→ **Problem to solve**: Put all of the material below into a numbered list, leaving out any blank lines.

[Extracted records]
::::::
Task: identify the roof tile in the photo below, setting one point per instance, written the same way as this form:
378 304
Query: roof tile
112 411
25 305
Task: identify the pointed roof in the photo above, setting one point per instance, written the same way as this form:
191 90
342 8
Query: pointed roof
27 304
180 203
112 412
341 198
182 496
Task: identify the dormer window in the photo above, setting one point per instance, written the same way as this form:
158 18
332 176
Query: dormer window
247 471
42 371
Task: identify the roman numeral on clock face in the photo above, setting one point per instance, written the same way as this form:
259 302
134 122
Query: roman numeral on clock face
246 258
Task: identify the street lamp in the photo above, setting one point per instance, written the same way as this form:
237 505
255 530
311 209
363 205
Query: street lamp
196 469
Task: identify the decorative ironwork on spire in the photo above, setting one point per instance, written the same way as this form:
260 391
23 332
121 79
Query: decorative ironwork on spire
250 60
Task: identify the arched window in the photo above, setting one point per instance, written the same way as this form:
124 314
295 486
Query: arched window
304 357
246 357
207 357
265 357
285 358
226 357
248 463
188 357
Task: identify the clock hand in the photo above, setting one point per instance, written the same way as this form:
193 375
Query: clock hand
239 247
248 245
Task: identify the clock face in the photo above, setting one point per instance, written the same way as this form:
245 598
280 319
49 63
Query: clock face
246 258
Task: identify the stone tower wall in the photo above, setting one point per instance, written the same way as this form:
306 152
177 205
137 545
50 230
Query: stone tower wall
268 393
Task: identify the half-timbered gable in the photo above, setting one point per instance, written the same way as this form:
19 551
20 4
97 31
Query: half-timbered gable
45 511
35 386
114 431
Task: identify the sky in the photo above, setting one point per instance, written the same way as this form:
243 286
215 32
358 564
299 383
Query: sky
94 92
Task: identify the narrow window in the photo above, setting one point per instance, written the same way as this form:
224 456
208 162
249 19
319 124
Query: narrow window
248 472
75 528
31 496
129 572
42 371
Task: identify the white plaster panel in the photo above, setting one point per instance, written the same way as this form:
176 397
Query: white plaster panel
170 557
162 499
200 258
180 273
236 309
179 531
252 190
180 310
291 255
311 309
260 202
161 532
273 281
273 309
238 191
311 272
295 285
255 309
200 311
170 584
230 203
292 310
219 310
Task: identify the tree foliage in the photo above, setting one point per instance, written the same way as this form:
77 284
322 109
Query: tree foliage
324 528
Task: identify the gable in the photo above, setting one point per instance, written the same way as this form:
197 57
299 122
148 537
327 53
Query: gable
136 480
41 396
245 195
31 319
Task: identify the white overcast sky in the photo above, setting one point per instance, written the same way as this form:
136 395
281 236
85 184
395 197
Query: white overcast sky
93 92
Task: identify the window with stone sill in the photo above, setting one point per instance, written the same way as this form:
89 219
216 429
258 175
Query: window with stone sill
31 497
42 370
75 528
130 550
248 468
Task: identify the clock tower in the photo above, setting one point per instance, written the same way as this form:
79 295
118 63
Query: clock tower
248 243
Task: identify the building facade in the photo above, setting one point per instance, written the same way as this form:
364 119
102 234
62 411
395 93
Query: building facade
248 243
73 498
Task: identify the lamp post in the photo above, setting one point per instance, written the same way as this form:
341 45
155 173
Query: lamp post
::::::
→ **Solution to the problem**:
1. Task: identify the roof tile in the photo below, setting one point per instance, written the same way as this form:
2. 378 304
3. Query: roof tile
4. 112 411
5. 25 305
6. Task: identify the pointed roof in the photo above, setting one point per instance, written the same way as this form:
7. 191 90
8. 342 8
9. Query: pointed roof
10. 27 304
11. 180 203
12. 112 412
13. 341 198
14. 182 496
15. Task: identify the dormer window in the photo above, setting one point per instance, written the same way as this form:
16. 158 18
17. 332 176
18. Query: dormer window
19. 247 471
20. 42 371
21. Task: identify the roman numeral on clock face in the photo above, setting one point per instance, written the same way as this form:
22. 259 302
23. 134 122
24. Query: roman numeral on clock face
25. 246 258
26. Task: identify the street lamp in the photo above, setting one point per instance, written the same way as this form:
27. 237 505
28. 255 530
29. 311 209
30. 363 205
31. Query: street lamp
32. 196 469
33. Task: identify the decorative ironwork on spire in the photo above, setting one point per instance, written the same way as this form:
34. 260 391
35. 23 332
36. 121 79
37. Query: decorative ironwork on spire
38. 250 60
39. Task: identify the arched window in the photo above, setting one point per instance, written the same way as this form:
40. 124 314
41. 295 486
42. Query: arched window
43. 304 357
44. 246 357
45. 207 357
46. 265 357
47. 285 358
48. 226 357
49. 248 463
50. 188 357
51. Task: identify the clock hand in the photo above, setting one point per instance, written the same way as this form:
52. 193 375
53. Query: clock hand
54. 239 247
55. 248 245
56. Task: identify the clock face in the photo above, setting one point per instance, written the same way as this form:
57. 245 598
58. 280 319
59. 49 63
60. Query: clock face
61. 246 258
62. Task: identify the stone tower wall in the photo above, setting one point per instance, written the same way as this form:
63. 306 152
64. 177 205
65. 137 545
66. 50 230
67. Query: stone tower wall
68. 268 393
69. Task: identify the half-timbered gable in the photo above, setting one point per instance, written the same way as this form:
70. 19 551
71. 20 4
72. 97 31
73. Query: half-timbered gable
74. 45 511
75. 35 386
76. 114 431
77. Task: identify the sky in the photo above, setting one point per instance, written the same way as this form:
78. 243 286
79. 215 32
80. 358 564
81. 299 383
82. Query: sky
83. 94 92
84. Task: identify the narrow window in the photo above, setting one point per instance, written the same way as this form:
85. 224 456
86. 208 162
87. 249 19
88. 319 124
89. Query: narrow window
90. 248 472
91. 75 528
92. 31 496
93. 129 572
94. 42 371
95. Task: identify the white plaster panel in the photo above, setting one point per instance, written the same way as this form:
96. 176 397
97. Query: white plaster panel
98. 170 557
99. 162 499
100. 200 258
101. 180 273
102. 236 309
103. 179 531
104. 252 190
105. 180 310
106. 291 255
107. 311 309
108. 260 202
109. 161 532
110. 273 281
111. 273 309
112. 238 191
113. 311 272
114. 295 285
115. 255 309
116. 200 311
117. 170 584
118. 230 203
119. 292 310
120. 219 310
121. Task: identify the tree foliage in the photo above, setting one point per instance, written the same way as this form:
122. 77 284
123. 322 109
124. Query: tree foliage
125. 324 528
126. Task: identify the gable in the photo above, setting one point per instance, written the same way as this form:
127. 197 57
128. 299 122
129. 148 537
130. 327 53
131. Query: gable
132. 136 480
133. 41 396
134. 245 195
135. 31 319
136. Task: identify the white overcast sky in the photo above, setting one point per instance, written the same way as this form:
137. 136 395
138. 281 236
139. 85 184
140. 395 197
141. Query: white overcast sky
142. 93 92
143. Task: identify the window with stone sill in the photo above, setting one point per instance, written the same way as this form:
144. 89 219
145. 216 429
146. 258 175
147. Query: window with stone sill
148. 31 497
149. 42 370
150. 75 528
151. 130 550
152. 248 468
153. Task: identify the clock tower in the photo above, setting one point per instance, written the same way as this form:
154. 79 295
155. 118 63
156. Query: clock tower
157. 248 243
158. Task: identify the building facade in the photo above, setting one point per instance, written the same way as this form:
159. 364 119
160. 102 234
161. 62 411
162. 395 93
163. Query: building facade
164. 248 243
165. 73 498
166. Task: identify the lamp post in the photo above, setting one point per instance, written the same way as this form:
167. 341 45
168. 155 173
169. Query: lamp post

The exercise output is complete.